#### Exercise objective
Reproduce the entire passage about eating disorders in midlife, word for word.

In both cases, Bulik says: “These experiences can lead to [coping through] extreme behaviors like diets, compulsive exercise, and body dissatisfaction which can all be a first step in developing an eating disorder. It can also exacerbate or reignite them in women with past histories or lingering symptoms.”

The Dangers of an Untreated Eating Disorder in Midlife

According to Bulik, eating disorders at any age take a toll on nearly every bodily system. But for older people, this can be more significant.

“Older adults with eating-disorder symptoms are especially vulnerable to negative consequences [of disordered eating],” says Bulik, adding that their age already puts them at greater risk of physical decline and health problems.

According to Bulik, some medical complications of eating disorders in midlife may include:

  • Gastrointestinal: IBS, IBD, constipation, bloating, esophageal problems, diarrhea, nonspecific GI complaints due to starvation, binge eating and/or purging (by vomiting or laxatives).

Collection entries

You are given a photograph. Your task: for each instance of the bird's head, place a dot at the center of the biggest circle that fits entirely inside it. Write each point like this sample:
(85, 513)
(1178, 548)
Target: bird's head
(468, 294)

#### Solution below
In both cases, Bulik says: “These experiences can lead to [coping through] extreme behaviors like diets, compulsive exercise, and body dissatisfaction which can all be a first step in developing an eating disorder. It can also exacerbate or reignite them in women with past histories or lingering symptoms.”

The Dangers of an Untreated Eating Disorder in Midlife

According to Bulik, eating disorders at any age take a toll on nearly every bodily system. But for older people, this can be more significant.

“Older adults with eating-disorder symptoms are especially vulnerable to negative consequences [of disordered eating],” says Bulik, adding that their age already puts them at greater risk of physical decline and health problems.

According to Bulik, some medical complications of eating disorders in midlife may include:

  • Gastrointestinal: IBS, IBD, constipation, bloating, esophageal problems, diarrhea, nonspecific GI complaints due to starvation, binge eating and/or purging (by vomiting or laxatives).